■ **Exercise directions**: Extract the complete listing and output it unchanged.

■ **Records for processing**:
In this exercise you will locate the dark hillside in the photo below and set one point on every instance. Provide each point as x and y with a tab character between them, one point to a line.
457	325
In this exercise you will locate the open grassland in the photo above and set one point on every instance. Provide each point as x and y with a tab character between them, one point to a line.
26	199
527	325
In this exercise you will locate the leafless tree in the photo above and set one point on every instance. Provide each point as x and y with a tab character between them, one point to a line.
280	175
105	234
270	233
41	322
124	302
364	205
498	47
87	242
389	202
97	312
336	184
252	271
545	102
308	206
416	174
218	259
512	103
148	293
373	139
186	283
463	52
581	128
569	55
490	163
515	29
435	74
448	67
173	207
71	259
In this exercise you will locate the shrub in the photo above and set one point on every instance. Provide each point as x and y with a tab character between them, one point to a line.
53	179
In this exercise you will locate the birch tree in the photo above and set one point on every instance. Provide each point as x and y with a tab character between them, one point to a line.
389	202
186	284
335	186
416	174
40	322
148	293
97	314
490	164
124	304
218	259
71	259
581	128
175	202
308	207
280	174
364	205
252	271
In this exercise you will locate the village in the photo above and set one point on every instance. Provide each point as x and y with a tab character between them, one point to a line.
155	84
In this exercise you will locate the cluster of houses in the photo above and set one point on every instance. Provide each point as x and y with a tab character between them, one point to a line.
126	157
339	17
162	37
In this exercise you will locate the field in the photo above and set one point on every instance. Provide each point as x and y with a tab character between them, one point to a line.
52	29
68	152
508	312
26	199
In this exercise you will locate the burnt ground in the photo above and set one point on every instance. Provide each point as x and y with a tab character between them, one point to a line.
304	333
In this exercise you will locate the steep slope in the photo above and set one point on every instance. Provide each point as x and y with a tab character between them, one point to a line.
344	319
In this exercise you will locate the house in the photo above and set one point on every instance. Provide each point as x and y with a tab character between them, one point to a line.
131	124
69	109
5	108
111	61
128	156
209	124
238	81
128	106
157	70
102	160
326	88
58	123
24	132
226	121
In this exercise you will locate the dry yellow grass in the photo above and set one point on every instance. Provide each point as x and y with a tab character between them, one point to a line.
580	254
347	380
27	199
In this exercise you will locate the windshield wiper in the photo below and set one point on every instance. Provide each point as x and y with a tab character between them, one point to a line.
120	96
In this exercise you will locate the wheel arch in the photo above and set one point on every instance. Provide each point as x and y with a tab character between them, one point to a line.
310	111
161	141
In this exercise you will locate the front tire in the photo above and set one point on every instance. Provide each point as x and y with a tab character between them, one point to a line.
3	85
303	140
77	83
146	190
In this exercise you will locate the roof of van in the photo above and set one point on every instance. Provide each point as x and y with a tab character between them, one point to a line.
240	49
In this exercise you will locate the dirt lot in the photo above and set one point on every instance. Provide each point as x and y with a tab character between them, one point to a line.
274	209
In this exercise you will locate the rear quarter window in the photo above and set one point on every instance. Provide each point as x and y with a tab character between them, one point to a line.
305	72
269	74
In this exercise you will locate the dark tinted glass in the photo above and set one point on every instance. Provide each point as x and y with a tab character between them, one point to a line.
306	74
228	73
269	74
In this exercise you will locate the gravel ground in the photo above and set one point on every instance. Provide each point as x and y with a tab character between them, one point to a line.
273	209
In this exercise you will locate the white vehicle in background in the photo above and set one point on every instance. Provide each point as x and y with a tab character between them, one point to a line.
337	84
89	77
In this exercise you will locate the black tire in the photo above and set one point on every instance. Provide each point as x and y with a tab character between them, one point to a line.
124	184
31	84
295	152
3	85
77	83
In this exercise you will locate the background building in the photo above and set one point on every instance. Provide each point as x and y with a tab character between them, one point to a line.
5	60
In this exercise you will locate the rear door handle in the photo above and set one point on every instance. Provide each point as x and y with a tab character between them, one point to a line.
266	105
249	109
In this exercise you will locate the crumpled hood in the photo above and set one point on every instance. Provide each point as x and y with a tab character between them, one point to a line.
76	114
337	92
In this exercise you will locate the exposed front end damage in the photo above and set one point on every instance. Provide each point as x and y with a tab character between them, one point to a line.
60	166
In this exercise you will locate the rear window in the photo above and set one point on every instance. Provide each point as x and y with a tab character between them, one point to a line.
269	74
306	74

■ **Exercise output**:
In this exercise you will locate the dark hillside in the photo below and set one point on every instance. Provide each point as x and y with a tab character between them, one point to a line.
457	325
In this exercise you will locate the open grassland in the photo above and set one point on every instance. Provide each point as x and y with a tab character between them, one point to a line.
26	199
527	325
In this exercise you will locate the leafless tree in the photo above and set one point on every instance. Provide each point as x and y with a tab character between them, one point to a line.
280	175
105	234
270	233
41	322
124	302
364	205
498	47
87	242
389	202
97	312
336	184
252	271
545	102
308	206
416	174
218	259
512	103
148	293
373	139
186	283
463	52
581	128
569	55
490	163
515	29
435	74
448	67
173	207
71	259
In this exercise you will locate the shrub in the photo above and set one point on every instance. Provide each point as x and y with a tab character between them, one point to a line.
53	179
In this exercise you will locate the birch tree in the photo above and set one point on every instance. Provide each point as x and y with a tab character between them, one point to a line.
389	202
186	284
335	186
416	174
40	322
148	293
97	314
490	164
124	304
218	259
71	259
581	128
175	202
308	207
280	174
364	205
252	271
In this exercise you will locate the village in the photo above and set one point on every instance. Provide each point as x and y with a tab character between them, one point to a line.
155	84
In this exercise you will locate the cluster of houses in the photo above and set one point on every instance. Provide each point as x and y with a tab character between them, one point to a line.
126	157
339	17
162	37
In this exercise you will locate the field in the photo above and set one point on every instance. Provide each point as x and y with a tab character between them, one point to a line.
52	29
68	152
508	312
26	199
In this exercise you will locate the burnt ground in the photo above and set one point on every instance. Provide each point as x and y with a tab character between them, one point to a line.
304	333
In this exercise you will locate the steep slope in the photo above and set one point on every instance. Provide each point as x and y with a tab character between them, one point to a line.
344	319
In this exercise you will locate the house in the photo above and set one point on every instance. Provide each point as x and y with a tab character between them, one point to a line.
131	124
69	109
5	108
111	61
128	156
209	124
238	81
128	106
157	70
102	160
326	88
58	123
24	132
226	121
In this exercise you will locate the dry yellow grass in the photo above and set one point on every instance. Provide each point as x and y with a tab character between them, one point to a line.
580	254
347	380
27	199
In this exercise you will locate the windshield wiper in the photo below and set one point on every instance. Provide each point as x and y with a tab character between them, one point to a line.
120	96
In this exercise you will locate the wheel arch in the photo above and set one point on every instance. Provide each point as x and y with a tab character between them, one point to a line.
310	111
161	141
In this exercise you will locate the front tire in the photo above and set one point on every instance. Provide each point as x and y with a tab character between them, one point to a line.
3	85
303	140
77	83
146	190
In this exercise you will locate the roof of van in the photo above and set one point on every instance. Provide each point as x and y with a tab character between them, one point to a line.
240	49
In this exercise you will locate the dirt lot in the photo above and set one point on every instance. Provide each point as x and y with a tab character between them, one point to a line.
274	209
In this exercise you will locate the rear quarter window in the photo above and set one point on every instance. Provide each point as x and y with a tab character between them, one point to a line.
305	72
269	74
In this exercise you will locate the dark tinted glass in the photo above and set one point on every instance. Provide each point as x and y with a tab character between them, one point to a line.
306	74
228	73
269	74
In this exercise you will locate the gravel ground in the photo above and set one point on every instance. Provide each point as x and y with a tab character between them, one point to a line.
273	209
In this exercise you will locate the white vehicle in background in the photo above and set one point on every instance. Provide each point as x and y with a tab character between them, one point to a line.
337	84
89	77
In this exercise you will locate the black tire in the photo above and set one point on every instance. Provide each point as x and y with a tab character between them, one point to a line.
124	184
31	84
295	152
3	85
77	83
In this exercise you will locate the background building in the photo above and set one point on every instance. Provide each point as x and y with a tab character between them, one point to a line.
5	60
In this exercise you will locate the rear door handle in the photo above and set one point on every instance. Provide each point as x and y with a tab character between them, one point to a line.
266	105
249	109
In this exercise you will locate the crumpled hood in the photo above and set one point on every instance. Provide each point as x and y with a tab character between them, one point to a line.
76	114
337	92
In this exercise you will locate the exposed front end damage in the photo above and set one point on every instance. Provide each point as x and y with a tab character between them, one point to a line.
60	166
In this exercise you will locate the rear window in the photo above and set one point on every instance. Provide each point as x and y with a tab character between them, one point to a line.
269	74
306	74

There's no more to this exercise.